Records in a dataset
>>>

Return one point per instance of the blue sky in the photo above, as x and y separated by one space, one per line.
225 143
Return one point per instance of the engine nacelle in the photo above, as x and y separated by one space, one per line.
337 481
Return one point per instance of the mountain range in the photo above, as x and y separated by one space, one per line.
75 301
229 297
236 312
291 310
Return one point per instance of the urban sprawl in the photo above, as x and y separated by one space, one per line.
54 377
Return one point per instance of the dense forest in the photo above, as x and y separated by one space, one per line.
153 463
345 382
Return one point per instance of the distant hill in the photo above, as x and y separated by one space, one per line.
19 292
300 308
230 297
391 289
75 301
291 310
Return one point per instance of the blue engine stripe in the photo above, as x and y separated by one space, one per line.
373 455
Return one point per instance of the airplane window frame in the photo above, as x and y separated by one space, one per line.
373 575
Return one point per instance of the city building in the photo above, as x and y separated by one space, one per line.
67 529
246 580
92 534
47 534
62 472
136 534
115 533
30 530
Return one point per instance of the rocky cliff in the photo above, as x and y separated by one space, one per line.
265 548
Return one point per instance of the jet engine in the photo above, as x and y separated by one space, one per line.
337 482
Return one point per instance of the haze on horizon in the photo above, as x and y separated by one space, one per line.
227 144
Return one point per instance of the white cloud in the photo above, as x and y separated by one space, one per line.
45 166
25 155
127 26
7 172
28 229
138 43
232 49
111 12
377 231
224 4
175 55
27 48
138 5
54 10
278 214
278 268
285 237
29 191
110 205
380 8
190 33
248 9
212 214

<<<
>>>

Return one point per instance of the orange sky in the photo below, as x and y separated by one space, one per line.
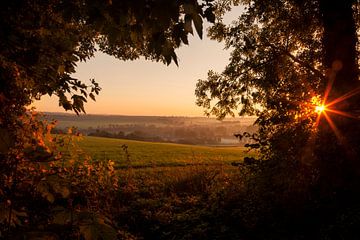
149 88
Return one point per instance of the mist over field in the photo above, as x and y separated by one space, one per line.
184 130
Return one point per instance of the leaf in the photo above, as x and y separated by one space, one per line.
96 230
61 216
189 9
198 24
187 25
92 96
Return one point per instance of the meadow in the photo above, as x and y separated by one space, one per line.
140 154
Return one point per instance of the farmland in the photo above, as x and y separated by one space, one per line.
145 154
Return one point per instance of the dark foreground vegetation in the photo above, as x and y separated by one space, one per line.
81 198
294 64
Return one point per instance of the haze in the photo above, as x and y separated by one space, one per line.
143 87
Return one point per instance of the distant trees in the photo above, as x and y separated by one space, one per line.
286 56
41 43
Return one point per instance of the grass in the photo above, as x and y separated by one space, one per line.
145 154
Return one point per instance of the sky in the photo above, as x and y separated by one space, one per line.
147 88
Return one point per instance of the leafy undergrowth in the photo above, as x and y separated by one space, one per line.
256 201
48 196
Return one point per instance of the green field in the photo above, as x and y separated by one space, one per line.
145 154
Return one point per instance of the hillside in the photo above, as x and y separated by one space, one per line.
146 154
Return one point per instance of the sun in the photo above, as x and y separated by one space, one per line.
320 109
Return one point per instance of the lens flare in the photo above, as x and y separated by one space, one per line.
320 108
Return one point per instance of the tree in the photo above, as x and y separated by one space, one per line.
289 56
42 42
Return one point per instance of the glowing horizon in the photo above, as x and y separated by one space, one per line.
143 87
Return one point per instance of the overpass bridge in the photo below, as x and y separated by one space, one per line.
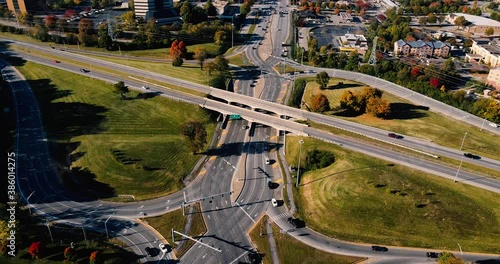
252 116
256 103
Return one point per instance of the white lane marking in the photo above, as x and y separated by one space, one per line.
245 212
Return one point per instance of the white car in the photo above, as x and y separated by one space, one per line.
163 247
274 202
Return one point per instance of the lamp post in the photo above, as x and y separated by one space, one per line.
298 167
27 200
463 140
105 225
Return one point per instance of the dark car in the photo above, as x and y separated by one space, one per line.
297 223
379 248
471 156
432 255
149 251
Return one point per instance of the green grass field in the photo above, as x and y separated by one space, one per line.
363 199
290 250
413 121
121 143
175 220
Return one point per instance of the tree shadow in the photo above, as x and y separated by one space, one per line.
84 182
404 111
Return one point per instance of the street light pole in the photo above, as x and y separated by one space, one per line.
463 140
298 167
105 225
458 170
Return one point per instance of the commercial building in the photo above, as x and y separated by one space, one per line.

<<<
>>>

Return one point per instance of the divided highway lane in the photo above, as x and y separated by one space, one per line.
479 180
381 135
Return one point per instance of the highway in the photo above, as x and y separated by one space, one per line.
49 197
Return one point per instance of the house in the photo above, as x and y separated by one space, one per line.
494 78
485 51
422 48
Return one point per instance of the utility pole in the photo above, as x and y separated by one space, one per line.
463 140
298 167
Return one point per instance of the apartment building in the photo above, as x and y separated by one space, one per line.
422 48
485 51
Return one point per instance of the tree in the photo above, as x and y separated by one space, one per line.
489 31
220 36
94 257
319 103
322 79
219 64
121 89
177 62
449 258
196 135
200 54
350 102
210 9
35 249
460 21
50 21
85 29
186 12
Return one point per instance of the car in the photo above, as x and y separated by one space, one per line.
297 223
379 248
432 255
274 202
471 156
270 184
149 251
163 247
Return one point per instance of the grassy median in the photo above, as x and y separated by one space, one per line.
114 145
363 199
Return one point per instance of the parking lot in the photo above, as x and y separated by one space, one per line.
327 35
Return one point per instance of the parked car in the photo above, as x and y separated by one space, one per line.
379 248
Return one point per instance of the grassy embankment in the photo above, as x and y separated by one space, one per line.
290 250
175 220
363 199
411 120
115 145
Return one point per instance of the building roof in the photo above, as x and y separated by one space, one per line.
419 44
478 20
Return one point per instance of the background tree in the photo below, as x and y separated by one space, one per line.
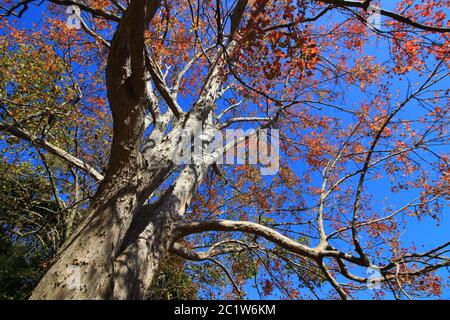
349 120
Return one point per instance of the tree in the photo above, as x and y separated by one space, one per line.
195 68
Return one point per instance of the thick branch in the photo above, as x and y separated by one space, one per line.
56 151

<<<

__Work to complete__. Return every line of the data above that contains the string "highway", treating uppercase and lowercase as different.

__The completed task__.
Return one point per instance of the divided highway lane in the photo above, as x and y separated by one space, one per line.
Return one point per instance of the highway in the photo above, as x and y separated by one space, one per line.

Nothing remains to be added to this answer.